START Record excerpts

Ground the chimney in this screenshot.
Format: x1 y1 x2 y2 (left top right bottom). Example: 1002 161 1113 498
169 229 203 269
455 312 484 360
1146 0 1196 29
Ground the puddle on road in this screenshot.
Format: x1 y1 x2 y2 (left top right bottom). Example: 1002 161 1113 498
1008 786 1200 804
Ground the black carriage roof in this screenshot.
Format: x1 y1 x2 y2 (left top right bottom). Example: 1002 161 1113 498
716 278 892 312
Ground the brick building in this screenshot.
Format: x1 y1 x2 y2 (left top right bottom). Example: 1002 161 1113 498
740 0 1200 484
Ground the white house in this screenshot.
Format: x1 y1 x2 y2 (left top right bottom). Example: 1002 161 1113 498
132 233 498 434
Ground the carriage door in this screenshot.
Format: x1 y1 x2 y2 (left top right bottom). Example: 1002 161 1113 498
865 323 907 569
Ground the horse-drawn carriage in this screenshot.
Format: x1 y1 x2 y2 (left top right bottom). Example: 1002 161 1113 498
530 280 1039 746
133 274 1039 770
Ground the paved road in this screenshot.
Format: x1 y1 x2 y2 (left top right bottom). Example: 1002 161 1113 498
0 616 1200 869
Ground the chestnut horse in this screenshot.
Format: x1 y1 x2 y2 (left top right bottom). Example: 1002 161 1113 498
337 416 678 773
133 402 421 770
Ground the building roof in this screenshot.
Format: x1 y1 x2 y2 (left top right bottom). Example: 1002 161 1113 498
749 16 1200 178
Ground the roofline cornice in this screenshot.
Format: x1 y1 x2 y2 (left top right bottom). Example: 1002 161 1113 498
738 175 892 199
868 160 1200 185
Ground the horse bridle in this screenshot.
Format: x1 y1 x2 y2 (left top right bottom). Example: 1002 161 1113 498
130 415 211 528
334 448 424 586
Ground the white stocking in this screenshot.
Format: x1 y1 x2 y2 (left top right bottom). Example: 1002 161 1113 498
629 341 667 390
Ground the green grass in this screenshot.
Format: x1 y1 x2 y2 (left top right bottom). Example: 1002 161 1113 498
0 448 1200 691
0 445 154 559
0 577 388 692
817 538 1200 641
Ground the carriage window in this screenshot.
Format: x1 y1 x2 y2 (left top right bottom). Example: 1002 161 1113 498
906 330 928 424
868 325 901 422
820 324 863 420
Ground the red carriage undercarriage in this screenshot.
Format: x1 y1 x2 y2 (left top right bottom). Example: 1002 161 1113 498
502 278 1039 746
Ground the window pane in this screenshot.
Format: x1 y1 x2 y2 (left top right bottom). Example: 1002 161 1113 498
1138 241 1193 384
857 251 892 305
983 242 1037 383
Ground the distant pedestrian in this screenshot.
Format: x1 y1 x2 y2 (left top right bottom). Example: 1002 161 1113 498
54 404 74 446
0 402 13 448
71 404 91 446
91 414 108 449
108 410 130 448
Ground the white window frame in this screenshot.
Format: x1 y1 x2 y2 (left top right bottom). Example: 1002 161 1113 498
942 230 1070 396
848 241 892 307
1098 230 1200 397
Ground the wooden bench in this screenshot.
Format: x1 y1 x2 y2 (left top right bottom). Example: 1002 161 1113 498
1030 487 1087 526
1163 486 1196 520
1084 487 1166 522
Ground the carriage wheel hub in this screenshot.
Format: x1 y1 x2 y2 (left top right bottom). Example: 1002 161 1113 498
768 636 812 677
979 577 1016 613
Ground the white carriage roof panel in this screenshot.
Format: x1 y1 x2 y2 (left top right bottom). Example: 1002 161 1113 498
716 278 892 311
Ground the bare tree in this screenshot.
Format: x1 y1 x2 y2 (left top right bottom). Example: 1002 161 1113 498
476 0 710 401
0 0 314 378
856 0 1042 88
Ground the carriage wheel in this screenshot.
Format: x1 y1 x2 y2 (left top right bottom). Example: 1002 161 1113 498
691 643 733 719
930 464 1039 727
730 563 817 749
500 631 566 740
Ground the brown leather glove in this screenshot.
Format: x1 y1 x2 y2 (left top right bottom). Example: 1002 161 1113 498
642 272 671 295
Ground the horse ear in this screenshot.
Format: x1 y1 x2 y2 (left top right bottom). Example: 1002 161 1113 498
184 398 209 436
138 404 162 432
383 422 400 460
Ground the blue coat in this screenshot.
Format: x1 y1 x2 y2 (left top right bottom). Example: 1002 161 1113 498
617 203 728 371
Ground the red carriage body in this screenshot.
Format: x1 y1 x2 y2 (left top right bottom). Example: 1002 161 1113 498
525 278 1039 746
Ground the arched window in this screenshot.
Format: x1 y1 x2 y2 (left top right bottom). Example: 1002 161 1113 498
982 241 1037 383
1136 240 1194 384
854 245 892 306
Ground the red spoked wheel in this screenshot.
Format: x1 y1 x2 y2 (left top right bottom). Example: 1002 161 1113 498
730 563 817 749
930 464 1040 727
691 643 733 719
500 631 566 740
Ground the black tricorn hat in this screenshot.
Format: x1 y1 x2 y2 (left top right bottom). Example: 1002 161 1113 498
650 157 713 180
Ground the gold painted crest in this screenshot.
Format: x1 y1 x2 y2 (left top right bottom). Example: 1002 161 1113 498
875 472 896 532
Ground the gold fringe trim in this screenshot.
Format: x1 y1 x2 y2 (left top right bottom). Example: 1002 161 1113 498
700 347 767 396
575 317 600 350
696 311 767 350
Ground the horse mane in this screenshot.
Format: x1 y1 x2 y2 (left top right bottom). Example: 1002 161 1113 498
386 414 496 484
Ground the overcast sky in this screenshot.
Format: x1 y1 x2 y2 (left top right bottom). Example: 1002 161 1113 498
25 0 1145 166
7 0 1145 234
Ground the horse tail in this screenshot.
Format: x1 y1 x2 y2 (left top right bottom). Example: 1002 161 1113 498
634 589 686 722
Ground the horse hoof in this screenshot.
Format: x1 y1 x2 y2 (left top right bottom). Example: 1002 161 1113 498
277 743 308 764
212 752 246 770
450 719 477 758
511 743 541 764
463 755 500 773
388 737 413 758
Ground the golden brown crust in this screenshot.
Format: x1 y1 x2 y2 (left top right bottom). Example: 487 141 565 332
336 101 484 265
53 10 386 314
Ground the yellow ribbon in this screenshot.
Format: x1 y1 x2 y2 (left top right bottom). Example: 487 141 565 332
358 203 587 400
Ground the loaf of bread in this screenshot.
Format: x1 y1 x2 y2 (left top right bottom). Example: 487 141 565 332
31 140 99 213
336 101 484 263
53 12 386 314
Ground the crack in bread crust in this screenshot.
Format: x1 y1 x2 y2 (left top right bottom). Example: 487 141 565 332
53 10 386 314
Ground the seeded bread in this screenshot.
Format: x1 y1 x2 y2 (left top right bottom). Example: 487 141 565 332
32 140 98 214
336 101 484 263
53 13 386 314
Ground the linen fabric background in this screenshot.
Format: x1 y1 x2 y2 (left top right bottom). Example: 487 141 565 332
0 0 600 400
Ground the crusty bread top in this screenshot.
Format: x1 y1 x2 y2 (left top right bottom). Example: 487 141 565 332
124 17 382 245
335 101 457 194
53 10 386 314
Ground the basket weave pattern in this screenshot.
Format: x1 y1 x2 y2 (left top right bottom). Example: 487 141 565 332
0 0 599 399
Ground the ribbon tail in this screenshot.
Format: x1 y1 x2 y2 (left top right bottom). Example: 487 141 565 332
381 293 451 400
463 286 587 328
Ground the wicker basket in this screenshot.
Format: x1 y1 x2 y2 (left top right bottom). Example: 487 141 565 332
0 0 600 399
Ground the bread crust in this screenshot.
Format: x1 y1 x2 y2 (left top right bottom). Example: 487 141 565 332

END Record excerpts
START Record excerpts

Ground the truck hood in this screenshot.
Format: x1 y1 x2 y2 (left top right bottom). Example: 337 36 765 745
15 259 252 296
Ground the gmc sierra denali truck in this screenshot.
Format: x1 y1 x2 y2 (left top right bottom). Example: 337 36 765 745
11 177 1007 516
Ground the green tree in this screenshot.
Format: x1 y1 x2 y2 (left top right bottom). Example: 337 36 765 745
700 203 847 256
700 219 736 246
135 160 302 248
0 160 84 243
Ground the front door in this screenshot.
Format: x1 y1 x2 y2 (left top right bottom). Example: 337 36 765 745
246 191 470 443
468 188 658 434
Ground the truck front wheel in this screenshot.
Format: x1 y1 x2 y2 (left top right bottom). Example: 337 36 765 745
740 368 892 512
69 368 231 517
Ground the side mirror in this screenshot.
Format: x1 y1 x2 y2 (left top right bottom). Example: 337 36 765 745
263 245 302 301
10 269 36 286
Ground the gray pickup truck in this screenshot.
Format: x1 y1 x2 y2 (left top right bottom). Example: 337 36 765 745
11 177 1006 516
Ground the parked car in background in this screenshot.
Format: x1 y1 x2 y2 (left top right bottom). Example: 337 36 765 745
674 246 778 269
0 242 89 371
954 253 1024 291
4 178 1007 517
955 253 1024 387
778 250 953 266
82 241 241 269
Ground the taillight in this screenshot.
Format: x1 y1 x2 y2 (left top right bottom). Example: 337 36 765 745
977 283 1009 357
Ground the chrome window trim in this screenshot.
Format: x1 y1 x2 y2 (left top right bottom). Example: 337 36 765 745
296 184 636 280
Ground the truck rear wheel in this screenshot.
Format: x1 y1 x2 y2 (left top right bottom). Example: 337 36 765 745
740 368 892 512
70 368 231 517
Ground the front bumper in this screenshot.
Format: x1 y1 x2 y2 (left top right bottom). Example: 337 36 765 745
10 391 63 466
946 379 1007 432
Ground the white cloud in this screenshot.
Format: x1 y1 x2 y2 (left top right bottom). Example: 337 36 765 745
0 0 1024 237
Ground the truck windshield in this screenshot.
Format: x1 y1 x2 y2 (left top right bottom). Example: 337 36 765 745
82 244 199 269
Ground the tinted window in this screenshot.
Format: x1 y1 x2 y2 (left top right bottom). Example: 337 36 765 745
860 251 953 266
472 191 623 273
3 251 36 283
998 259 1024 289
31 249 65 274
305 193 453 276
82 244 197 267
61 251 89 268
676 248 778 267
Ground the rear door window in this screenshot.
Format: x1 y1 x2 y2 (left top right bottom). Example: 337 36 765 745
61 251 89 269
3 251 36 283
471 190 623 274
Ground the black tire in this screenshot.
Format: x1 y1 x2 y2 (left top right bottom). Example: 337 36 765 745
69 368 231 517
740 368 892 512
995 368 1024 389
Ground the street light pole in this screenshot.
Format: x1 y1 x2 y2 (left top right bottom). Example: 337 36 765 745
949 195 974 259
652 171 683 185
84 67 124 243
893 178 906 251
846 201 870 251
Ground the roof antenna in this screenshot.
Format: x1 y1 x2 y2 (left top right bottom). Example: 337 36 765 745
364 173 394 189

END Record excerpts

Set task: Select every line in the records above that contains the string "window", and copy each of those lines. The match is case-sensitive.

Worked solution:
Ground the carriage window in this screenshot.
Ground the window pane in this screenshot.
Ground the white window frame in this screenshot.
Ground the arched window in this screenshot.
Ground the chrome window trim in this screenshot.
Ground the tinted window in this screenshot.
Ground the rear door window in this screenshot.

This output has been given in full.